I give you a new commandment, that you love one another. Just as I have loved you, you also should love one another. By this everyone will know that you are my disciples, if you have love for one another.”   

~ John 13:34-35

Fast

The third week of January 2017 will long be remembered. From the beginning of the month, I had planned to join the Women’s March on Washington. At the beginning of the week of the March, I thought it best that I also join my congregation in three days of fasting and prayer for healing for our nation. I’ve never been good at church-led fasts. In the past I fell off quick and felt loads of guilt for low will-power and focus. So, this is probably the first fast I joined a congregation in in nearly a decade. Three days, liquids only. During the work week. Within the first 24 hours, at the end of the first work day, I ate a bread roll my manager put on my desk. She shares her lunch with me every day and I usually pass on what I don’t eat. I put the roll in my cabinet but could not stop thinking about it for the next few hours. I eventually gave in to temptation and ate it. The next day when my cube mate shoved her lunch in my face to show me the delicious options in the cafeteria – one of my favs, Indian fare with red lentils, samosas and mango chutney – I blurted out, “I’m fasting! Since when do you shove food in my face?” She apologized profusely since she had no idea. I had no plans to share. But  I quickly realized the open sharing environment with my office chums dictated that I declare my goals for the week. I survived the remaining fast with no further incidents.

Prayer

I attended each of the three nights of prayer service as well. Honestly, I thought I might fall off of that too. Attending service in person has not been one of my preferred activities over the last couple of years. I’ve streamed or played back far more services than I’ve shown up for. The general shallowness of interaction with congregation members has left me disenchanted and uninterested in showing up for “fellowship” that doesn’t last beyond a greeting and a song.

Inauguration week was different. I felt compelled to join my prayers to those of my congregation and lift my voice in praise and supplication. I didn’t want to go protest without first girding myself in worship. The third night of prayer service was the first night of inaugural protests and I was euphoric. I left work early to head to a rally in Columbus Circle that was essentially a call to action. The theme was 100 Days of Resistance. The goal is to get people to reach out to their representatives every day to voice their concerns and express their hopes for the direction this country moves in. I didn’t want to leave the rally but I didn’t want to miss prayer service either. After an hour and a half I high-tailed it down the street to my church. It was the perfect ending to a great day and a great send-off to the Women’s March on Washington.

Protest

The Women’s March was phenomenal. Overall the energy was amazing. Except for one instance. There was a Christian group posted up on Pennsylvania Ave down the street from the Capitol. In a space where crowds representing every imaginable issue in America today stretched as far as the eye could see in every direction, this was the only spot of contention, anger, disrespect and hatred that I encountered. I stood there observing for a bit, spellbound, trying to hear the words that were being shouted and chanted. Looking around in a daze to read the signs people were holding up. I walked around the circle of people to get a better vantage point and perspective on what was being said by whom. My heart ached. I wanted to grab the bull horn from the man in the middle and simply say to the angry crowd: God loves you! Ask me how much!

_Task statement_:
Continue the personal reflection on fasting, prayer, and the Women's March, picking up after its final sentence.

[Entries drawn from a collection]
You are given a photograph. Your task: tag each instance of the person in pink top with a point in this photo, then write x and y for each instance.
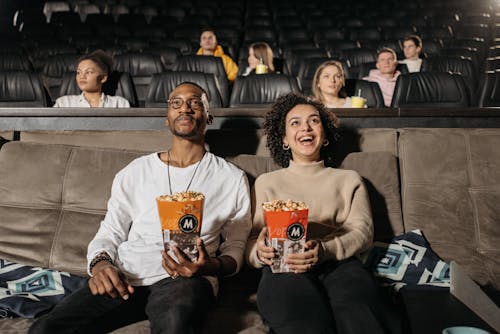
(386, 74)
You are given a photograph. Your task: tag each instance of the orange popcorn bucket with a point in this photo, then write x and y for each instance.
(286, 234)
(181, 225)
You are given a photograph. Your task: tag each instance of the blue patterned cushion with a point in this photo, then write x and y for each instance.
(408, 262)
(29, 291)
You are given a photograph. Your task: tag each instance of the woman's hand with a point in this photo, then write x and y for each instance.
(303, 262)
(265, 254)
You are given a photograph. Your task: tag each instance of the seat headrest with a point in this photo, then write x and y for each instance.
(261, 89)
(21, 89)
(163, 83)
(138, 64)
(430, 89)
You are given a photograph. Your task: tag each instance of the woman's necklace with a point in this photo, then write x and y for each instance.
(192, 177)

_Expected answer_:
Jesus didn’t come to us to tell us how horrible we are. He didn’t walk through the streets pointing out people and calling out their sins. Where in the Bible does it say Jesus told people they were going straight to hell? Jesus has never been about condemnation. He is, and always has been, about hospitality, welcome and acceptance. He is a teacher. His lessons enlighten us as to our true nature and purpose in Him.

So, I stood there listening to protesters shout at the evangelists, “God Loves Me! God is about love!” To which the evangelist responded with a verse about love. Then there were those protesters who were mocking and cursing the evangelists for which they received further judgement for the evilness of their hearts.

I debated just walking up to the speaker and just pulling him aside. In the end I walked around to one of the men encircling the speaker and holding a banner. My conversation. With him can be heard on this video.

“Condemnation vs. Love”

Condemnation vs. Love from LaShawnda Jones (NS) on Vimeo.

I approached him with the words, “As a Christian Woman, this is hurting my heart. We are to proclaim God’s love to people. There has to be a softer way for you to deliver this message.” He brushed me off with, “We are each called differently. This is how we serve.” Yet when the speaker got tired of getting shouted down, he walked over to the man I was speaking to and essentially said, “I’ve had enough, your turn!” To which the man who was adamant about his service, declined with a sharp shake of his head and refuse to enter the center of the lion’s den. I called him out for that to. He wasn’t interested in anything I had to say.

God is love, and those who abide in love abide in God, and God abides in them. Love has been perfected among us in this: that we may have boldness on the day of judgment, because as he is, so are we in this world. There is no fear in love, but perfect love casts out fear; for fear has to do with punishment, and whoever fears has not reached perfection in love. We love because he first loved us. Those who say, “I love God,” and hate their brothers or sisters, are liars; for those who do not love a brother or sister whom they have seen, cannot love God whom they have not seen. The commandment we have from him is this: those who love God must love their brothers and sisters also.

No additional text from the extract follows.